** REQUIREMENT **
If a line in the listing includes the word "task", copy it out.

** RECORDED INFORMATION **
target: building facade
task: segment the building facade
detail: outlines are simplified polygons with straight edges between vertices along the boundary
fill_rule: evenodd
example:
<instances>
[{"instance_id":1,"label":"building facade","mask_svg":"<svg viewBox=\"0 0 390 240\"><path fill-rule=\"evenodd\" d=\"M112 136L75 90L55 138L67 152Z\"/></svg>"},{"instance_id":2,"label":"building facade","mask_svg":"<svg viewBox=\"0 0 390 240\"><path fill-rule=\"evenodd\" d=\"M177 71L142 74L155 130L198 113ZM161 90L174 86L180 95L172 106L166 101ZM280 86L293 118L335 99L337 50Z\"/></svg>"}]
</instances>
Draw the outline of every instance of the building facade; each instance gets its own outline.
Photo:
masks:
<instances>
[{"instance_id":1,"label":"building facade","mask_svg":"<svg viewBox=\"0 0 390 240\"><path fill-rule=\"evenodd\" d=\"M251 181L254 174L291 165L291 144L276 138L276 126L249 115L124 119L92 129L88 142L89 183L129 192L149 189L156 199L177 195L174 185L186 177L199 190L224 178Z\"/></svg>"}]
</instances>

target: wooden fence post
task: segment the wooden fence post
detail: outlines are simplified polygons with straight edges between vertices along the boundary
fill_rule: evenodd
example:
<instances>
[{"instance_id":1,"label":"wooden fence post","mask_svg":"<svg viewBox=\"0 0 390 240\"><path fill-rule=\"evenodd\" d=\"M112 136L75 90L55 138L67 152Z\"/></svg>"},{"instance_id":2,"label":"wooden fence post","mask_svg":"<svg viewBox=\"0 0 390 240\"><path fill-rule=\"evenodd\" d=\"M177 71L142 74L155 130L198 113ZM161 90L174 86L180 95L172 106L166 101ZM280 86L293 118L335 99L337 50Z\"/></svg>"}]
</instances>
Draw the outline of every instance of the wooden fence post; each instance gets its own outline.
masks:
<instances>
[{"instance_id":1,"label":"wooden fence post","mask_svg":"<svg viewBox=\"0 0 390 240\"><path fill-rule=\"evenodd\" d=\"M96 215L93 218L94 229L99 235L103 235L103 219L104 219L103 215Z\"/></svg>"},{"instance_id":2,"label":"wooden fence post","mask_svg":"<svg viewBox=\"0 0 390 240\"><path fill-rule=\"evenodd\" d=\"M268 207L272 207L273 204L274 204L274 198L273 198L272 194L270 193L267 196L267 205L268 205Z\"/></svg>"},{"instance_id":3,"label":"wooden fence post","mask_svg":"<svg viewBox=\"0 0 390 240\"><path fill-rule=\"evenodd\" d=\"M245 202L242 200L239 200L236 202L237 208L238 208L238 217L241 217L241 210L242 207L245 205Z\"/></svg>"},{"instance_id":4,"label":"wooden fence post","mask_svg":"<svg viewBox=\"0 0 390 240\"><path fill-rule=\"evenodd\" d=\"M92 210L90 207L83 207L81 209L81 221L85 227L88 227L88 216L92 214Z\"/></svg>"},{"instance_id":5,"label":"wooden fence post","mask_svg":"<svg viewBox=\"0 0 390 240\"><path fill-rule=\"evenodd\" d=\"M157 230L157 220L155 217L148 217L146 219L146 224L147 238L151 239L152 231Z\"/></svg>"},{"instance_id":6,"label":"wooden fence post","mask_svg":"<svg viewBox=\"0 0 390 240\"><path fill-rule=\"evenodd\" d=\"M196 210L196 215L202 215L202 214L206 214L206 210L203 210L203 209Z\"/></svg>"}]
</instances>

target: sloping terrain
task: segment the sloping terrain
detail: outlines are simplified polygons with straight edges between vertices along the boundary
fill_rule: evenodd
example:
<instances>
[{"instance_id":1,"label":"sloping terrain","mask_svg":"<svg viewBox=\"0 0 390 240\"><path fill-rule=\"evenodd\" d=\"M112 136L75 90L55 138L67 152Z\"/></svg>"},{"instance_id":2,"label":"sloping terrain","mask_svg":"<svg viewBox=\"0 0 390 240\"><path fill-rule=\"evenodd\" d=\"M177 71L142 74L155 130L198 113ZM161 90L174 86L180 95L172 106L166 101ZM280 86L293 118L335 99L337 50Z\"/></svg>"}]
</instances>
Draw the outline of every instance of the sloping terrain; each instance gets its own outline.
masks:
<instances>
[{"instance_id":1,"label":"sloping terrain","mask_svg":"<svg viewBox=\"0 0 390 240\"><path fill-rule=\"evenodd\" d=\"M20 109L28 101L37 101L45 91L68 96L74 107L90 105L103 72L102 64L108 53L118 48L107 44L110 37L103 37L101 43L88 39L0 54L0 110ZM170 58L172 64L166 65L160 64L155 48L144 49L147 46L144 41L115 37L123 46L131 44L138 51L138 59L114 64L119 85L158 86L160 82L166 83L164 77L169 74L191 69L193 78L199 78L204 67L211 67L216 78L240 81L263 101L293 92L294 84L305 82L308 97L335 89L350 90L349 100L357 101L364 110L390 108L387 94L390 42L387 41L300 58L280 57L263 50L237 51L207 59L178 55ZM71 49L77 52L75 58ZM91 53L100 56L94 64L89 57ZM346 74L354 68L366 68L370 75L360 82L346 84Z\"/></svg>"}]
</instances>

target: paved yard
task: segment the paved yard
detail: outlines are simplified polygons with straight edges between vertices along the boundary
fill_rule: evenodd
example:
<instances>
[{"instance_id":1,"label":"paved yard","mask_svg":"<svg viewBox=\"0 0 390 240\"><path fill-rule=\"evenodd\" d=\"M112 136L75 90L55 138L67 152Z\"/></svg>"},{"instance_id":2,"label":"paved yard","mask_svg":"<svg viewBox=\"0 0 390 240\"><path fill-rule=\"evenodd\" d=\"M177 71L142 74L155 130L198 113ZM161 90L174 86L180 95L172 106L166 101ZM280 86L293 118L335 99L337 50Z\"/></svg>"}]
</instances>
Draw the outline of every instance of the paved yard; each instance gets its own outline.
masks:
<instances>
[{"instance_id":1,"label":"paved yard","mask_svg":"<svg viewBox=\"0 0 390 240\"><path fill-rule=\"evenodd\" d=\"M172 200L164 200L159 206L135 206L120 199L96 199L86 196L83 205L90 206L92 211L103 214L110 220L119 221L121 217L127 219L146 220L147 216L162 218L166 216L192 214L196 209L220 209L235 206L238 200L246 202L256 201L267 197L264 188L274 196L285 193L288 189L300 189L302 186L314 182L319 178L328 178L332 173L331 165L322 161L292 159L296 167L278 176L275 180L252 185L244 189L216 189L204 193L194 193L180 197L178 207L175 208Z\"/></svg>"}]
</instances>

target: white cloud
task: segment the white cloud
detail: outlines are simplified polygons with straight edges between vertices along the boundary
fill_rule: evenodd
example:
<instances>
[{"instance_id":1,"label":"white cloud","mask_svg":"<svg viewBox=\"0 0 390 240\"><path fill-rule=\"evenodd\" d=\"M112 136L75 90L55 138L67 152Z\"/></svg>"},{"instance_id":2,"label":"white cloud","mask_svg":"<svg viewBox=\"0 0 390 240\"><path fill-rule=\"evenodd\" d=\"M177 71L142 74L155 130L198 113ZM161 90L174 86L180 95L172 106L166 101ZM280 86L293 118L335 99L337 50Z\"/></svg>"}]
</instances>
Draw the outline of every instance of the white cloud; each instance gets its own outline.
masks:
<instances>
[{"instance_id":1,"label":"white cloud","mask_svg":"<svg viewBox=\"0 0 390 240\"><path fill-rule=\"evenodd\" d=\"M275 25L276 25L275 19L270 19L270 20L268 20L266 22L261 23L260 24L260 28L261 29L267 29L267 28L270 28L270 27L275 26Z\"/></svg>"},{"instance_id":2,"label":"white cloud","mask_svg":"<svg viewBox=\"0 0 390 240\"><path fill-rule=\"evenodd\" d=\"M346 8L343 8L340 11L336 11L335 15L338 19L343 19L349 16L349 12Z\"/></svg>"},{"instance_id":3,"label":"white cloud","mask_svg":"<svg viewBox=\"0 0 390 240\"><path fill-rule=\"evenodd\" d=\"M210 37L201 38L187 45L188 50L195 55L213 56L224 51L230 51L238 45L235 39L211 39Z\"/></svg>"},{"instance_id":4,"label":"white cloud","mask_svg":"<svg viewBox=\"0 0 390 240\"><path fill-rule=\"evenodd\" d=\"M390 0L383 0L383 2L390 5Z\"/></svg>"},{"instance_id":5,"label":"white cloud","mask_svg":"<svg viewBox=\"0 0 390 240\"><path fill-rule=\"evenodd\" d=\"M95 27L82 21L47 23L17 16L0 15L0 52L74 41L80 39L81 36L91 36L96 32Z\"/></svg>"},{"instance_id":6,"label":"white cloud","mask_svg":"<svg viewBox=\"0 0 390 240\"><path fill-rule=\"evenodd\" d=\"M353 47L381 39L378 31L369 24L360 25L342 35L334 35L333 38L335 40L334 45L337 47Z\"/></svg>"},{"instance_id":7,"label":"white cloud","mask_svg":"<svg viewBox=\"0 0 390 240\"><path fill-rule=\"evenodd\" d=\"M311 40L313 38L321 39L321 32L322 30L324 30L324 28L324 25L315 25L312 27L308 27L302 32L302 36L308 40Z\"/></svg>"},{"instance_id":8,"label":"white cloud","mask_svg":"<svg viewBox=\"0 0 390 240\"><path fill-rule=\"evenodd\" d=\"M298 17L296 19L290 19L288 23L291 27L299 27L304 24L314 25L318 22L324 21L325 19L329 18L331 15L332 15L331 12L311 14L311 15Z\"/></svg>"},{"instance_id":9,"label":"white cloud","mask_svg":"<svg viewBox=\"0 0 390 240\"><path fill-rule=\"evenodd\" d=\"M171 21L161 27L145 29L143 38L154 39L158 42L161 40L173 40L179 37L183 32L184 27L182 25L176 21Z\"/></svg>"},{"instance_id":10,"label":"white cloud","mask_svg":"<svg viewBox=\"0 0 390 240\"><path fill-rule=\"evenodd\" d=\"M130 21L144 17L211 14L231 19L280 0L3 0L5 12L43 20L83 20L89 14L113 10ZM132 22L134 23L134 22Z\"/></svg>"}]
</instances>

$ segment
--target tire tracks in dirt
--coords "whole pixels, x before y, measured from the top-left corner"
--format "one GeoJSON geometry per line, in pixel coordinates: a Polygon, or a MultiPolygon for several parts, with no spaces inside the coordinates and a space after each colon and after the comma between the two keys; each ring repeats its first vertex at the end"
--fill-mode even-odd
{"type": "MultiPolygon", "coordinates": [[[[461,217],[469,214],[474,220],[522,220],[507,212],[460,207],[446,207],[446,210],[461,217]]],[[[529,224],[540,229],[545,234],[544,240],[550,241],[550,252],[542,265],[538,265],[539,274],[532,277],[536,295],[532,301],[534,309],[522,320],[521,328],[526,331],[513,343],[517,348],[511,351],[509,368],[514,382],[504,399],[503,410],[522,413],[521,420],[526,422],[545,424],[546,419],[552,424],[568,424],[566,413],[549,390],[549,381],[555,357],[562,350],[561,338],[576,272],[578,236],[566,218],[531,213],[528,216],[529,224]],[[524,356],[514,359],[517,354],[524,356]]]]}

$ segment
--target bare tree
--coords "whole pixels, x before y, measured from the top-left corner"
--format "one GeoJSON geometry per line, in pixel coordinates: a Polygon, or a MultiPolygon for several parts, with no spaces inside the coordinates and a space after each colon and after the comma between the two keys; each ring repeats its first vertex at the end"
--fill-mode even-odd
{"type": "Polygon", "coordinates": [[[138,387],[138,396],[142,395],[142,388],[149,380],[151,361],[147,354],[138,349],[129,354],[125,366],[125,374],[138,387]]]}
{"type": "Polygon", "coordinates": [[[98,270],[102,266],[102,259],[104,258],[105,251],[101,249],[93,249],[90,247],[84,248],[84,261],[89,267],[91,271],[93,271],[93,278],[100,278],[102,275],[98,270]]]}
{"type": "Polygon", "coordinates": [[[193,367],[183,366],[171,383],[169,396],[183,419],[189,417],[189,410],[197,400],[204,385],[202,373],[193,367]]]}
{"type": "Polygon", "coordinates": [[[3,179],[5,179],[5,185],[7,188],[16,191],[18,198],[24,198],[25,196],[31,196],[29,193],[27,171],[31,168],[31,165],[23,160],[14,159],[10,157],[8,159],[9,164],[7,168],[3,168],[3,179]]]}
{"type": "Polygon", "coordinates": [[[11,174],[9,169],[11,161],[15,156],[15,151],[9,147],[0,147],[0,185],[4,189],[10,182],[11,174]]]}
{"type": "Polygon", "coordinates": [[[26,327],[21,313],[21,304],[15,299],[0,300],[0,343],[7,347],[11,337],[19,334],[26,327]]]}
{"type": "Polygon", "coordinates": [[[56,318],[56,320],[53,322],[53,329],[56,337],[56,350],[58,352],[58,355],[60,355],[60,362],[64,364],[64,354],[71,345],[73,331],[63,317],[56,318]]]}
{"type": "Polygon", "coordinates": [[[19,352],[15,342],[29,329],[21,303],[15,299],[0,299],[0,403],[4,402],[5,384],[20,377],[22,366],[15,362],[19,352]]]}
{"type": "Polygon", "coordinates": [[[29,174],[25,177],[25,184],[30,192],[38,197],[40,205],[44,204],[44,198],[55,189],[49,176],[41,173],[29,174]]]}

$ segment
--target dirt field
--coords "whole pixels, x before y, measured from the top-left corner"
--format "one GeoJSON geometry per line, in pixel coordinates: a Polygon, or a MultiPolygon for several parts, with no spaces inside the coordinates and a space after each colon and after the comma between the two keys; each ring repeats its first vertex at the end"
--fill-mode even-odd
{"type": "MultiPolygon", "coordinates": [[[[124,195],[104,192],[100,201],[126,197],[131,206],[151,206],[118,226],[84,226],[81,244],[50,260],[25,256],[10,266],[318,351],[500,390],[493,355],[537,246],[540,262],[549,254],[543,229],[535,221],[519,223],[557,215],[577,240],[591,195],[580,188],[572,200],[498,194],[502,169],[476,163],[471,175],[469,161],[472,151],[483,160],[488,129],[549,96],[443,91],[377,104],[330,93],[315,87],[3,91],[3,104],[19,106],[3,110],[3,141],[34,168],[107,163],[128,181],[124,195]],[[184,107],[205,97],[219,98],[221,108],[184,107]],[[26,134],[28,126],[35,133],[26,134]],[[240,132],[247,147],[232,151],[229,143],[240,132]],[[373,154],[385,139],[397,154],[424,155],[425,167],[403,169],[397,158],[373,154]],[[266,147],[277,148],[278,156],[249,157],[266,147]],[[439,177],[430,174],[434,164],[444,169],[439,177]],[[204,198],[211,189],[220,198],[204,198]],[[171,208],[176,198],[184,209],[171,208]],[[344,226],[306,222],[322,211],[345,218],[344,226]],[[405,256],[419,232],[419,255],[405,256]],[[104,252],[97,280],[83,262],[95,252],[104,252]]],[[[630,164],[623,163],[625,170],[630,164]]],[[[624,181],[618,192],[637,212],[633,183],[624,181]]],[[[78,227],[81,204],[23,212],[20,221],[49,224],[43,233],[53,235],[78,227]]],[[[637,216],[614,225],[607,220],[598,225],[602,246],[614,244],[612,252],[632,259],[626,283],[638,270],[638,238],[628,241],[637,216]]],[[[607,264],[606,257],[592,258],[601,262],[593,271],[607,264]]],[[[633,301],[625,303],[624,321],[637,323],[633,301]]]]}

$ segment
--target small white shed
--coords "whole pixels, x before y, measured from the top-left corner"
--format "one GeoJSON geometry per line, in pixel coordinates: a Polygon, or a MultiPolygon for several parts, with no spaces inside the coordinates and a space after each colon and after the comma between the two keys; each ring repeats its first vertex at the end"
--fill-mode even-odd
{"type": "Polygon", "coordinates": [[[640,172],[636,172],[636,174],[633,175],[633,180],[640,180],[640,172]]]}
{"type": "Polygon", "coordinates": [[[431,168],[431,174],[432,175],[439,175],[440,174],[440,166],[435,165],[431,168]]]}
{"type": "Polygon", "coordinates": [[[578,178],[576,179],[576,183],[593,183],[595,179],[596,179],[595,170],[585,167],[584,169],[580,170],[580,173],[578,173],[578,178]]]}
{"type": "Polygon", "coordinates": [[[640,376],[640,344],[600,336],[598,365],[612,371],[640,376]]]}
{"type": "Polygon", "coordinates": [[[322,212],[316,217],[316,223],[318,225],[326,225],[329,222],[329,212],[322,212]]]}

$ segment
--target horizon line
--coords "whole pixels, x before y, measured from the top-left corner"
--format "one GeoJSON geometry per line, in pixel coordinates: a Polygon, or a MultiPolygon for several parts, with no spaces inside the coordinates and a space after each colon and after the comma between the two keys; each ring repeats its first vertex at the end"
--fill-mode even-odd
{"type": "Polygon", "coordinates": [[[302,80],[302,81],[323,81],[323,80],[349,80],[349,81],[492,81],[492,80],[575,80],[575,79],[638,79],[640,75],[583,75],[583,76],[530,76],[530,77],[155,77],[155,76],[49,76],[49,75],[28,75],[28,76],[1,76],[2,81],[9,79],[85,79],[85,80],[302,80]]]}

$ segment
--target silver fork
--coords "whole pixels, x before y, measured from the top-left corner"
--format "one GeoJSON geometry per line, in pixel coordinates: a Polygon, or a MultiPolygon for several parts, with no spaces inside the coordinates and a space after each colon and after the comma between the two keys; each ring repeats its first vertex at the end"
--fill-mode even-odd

** SOLVED EXERCISE **
task: segment the building facade
task: segment the wooden fence post
task: segment the sloping terrain
task: segment the paved yard
task: segment the white cloud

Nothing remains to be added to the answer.